### Source extract
- Born: October 27, 1925
- Died: 2010 (aged 84–85)
- Occupation: Journalist

= Anthony Hart Harrigan =

American journalist

Anthony Hart Harrigan (October 27, 1925 – 2010) was a conservative columnist, lecturer, and author. He was an editor of the News and Courier in Charleston, South Carolina and had a syndicated column.

His father was Anthony Hart Harrigan Sr., a doctor in New York City, and his grandfather was actor and playwright Edward Harrigan.

Harrigan wrote about various topics including Rhodesia, South Africa, Viet Nam, the media, and freedom of speech. He edited a book of collected writings from conservative Courier newspaperman William Watts Ball.

He married Elizabeth Ravenel and had 4 children.

One of his columns was a scathing attack on Paul B. Zuber and James Baldwin in 1964, calling them hard core leftists and Communists while stating that insurrectionists did not "just emerge from the sewers in a day".

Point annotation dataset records
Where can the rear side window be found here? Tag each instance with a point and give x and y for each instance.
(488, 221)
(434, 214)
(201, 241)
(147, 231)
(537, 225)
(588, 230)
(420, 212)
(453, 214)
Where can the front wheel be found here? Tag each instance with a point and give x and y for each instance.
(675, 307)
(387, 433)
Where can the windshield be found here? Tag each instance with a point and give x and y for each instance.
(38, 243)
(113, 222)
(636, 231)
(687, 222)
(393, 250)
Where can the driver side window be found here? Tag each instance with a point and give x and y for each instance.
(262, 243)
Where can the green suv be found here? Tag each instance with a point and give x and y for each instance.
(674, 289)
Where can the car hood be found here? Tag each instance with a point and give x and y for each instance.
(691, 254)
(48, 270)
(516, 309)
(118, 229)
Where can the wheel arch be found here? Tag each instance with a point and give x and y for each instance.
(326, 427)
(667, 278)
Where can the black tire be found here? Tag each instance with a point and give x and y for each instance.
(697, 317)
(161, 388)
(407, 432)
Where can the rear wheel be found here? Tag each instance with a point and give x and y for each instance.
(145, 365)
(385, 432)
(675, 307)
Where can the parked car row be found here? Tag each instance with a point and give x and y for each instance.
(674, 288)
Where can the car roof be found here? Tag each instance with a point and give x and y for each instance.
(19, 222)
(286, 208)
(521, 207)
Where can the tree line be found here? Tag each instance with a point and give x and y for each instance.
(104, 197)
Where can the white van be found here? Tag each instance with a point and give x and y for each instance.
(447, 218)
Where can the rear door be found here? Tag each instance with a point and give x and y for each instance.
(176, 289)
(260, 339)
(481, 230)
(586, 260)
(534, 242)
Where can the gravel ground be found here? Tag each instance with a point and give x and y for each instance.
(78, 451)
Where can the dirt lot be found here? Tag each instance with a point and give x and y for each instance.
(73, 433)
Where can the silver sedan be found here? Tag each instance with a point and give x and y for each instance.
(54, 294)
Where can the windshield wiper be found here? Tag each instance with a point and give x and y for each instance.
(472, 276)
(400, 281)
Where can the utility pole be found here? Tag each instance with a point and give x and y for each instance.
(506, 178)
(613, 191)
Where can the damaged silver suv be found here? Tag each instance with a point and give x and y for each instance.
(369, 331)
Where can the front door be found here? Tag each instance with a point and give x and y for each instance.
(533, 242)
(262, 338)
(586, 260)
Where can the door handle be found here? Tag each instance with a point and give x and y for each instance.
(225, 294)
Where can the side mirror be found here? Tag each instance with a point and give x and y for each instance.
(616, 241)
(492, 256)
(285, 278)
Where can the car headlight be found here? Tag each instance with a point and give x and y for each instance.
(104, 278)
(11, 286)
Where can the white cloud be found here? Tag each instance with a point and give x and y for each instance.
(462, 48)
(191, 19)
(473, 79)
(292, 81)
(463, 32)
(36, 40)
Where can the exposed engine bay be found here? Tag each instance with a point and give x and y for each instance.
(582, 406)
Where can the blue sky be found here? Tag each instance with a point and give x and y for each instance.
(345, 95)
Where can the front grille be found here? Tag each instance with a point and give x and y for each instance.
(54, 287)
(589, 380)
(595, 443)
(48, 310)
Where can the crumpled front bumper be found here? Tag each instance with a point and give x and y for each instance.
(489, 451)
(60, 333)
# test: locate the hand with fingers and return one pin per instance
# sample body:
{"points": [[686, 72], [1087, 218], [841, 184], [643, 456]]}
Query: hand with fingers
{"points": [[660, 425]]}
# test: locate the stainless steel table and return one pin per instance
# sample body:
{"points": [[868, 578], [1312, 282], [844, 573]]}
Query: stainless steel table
---
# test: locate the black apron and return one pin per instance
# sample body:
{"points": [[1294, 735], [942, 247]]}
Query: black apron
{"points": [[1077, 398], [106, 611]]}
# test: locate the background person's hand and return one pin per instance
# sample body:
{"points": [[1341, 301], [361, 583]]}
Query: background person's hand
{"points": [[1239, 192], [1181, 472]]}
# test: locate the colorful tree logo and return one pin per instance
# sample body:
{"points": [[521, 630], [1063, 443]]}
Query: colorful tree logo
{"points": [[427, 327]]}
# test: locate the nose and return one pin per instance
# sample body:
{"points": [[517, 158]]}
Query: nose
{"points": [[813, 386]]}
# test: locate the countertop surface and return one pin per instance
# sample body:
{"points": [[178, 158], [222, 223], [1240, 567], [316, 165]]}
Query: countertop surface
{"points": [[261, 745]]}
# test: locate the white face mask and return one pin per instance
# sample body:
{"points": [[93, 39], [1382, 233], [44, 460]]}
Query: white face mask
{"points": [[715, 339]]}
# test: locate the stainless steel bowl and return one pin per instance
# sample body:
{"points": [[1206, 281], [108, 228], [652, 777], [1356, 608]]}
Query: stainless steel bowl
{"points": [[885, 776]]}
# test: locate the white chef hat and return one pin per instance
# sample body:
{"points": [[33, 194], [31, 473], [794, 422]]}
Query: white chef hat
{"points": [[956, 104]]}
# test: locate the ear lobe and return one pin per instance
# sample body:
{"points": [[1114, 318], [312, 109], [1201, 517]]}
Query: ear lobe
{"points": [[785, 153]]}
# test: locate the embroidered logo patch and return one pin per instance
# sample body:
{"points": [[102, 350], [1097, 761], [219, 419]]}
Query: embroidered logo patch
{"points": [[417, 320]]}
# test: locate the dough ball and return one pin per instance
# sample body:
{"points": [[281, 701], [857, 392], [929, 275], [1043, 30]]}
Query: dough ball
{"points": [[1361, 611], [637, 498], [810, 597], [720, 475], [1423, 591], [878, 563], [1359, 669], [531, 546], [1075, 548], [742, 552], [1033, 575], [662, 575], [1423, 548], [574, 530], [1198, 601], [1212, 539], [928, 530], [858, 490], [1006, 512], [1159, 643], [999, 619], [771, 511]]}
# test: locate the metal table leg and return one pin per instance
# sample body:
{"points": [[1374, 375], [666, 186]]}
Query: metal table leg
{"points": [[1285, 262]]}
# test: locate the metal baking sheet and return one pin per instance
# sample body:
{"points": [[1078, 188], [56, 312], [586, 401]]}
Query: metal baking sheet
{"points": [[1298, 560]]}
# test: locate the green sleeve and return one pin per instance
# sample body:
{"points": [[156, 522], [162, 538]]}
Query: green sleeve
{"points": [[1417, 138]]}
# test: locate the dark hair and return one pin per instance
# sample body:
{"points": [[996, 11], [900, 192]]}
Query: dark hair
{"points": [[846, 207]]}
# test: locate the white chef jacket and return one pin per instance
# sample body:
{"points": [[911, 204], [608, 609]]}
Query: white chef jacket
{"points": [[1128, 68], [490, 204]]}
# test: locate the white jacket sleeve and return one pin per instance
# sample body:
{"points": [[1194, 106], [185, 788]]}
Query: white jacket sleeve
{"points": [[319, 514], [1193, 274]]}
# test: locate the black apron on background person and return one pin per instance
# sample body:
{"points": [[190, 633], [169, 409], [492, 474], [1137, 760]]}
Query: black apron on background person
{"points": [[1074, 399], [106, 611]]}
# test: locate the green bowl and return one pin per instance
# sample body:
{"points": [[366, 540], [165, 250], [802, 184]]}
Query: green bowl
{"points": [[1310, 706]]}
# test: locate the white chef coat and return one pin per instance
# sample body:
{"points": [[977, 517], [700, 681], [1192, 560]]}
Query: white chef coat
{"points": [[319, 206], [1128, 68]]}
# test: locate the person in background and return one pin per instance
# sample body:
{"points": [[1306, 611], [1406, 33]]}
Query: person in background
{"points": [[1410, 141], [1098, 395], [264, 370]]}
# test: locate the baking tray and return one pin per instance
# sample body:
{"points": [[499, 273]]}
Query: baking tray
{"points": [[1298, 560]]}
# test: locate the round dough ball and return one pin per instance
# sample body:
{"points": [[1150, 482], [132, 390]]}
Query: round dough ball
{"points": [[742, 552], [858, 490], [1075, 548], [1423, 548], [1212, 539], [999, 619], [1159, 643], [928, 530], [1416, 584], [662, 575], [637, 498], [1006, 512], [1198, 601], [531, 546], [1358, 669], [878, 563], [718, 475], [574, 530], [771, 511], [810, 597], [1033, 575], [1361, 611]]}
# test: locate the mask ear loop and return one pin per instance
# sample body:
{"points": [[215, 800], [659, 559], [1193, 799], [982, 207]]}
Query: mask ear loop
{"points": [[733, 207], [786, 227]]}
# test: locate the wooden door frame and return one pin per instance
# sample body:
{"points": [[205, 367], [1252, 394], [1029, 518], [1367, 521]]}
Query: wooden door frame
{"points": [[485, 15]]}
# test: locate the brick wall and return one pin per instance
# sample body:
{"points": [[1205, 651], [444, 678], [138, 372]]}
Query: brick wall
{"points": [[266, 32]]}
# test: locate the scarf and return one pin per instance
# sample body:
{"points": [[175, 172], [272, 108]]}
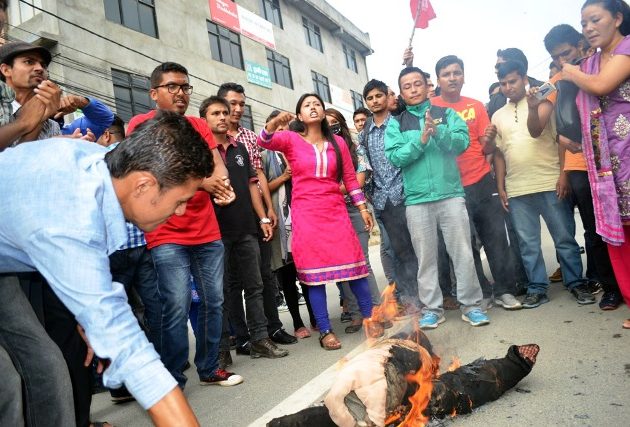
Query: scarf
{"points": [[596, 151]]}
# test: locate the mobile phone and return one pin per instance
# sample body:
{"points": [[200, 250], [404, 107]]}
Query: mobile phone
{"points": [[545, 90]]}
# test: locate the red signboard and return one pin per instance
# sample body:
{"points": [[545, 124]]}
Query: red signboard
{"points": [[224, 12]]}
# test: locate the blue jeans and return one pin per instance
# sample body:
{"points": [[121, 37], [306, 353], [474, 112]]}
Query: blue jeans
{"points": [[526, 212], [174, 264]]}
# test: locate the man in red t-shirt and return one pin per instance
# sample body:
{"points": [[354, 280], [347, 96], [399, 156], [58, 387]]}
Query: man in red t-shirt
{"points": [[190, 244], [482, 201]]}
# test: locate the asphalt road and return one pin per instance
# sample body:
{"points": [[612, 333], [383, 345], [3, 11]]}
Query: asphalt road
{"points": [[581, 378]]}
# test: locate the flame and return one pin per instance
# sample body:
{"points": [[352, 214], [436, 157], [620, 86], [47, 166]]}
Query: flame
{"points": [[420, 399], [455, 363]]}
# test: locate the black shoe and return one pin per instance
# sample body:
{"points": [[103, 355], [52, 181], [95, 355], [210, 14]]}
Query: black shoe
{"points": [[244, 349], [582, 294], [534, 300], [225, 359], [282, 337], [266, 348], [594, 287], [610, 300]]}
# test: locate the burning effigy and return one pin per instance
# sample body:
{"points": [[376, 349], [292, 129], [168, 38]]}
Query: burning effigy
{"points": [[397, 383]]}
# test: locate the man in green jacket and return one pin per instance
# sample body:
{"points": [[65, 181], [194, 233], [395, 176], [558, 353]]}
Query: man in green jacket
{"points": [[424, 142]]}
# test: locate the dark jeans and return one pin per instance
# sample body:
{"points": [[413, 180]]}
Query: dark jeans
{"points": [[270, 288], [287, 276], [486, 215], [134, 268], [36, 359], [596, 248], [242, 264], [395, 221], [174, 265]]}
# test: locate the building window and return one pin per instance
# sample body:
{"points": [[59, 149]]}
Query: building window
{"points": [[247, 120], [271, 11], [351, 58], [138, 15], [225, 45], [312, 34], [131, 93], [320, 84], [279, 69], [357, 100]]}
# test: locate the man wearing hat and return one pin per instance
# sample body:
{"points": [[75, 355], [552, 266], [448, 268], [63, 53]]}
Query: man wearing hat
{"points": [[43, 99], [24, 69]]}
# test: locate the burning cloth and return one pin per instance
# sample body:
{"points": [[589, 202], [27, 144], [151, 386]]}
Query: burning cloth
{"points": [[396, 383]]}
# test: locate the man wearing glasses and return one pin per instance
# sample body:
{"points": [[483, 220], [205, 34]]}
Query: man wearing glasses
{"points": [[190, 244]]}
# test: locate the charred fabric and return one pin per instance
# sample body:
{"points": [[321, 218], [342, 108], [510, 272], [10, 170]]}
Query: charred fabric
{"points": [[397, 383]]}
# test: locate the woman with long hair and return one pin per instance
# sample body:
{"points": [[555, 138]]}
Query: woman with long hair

### Challenges
**1.** According to the Anthony Hart Harrigan biography, who was Harrigan's grandfather?
**2.** Write the next part of the Anthony Hart Harrigan biography, picking up after its final sentence.

### Responses to the tasks
**1.** Actor and playwright Edward Harrigan.

**2.**
He was an editor at the Courier from 1956 until 1970.

The South Carolina Historical Society and University of Wyoming have collections of his and his family's papers including correspondence with Republican Party politicians, columns, and documents related to his family history.

His work has been described as pseudo-scientific racism.

==Bibliography==
- South West Africa (1963)
- One Against the Mob: With Questions Asked by Prime Minister Ian Smith. Introduced by Alice Widener (1966)
- Putting America First (1987)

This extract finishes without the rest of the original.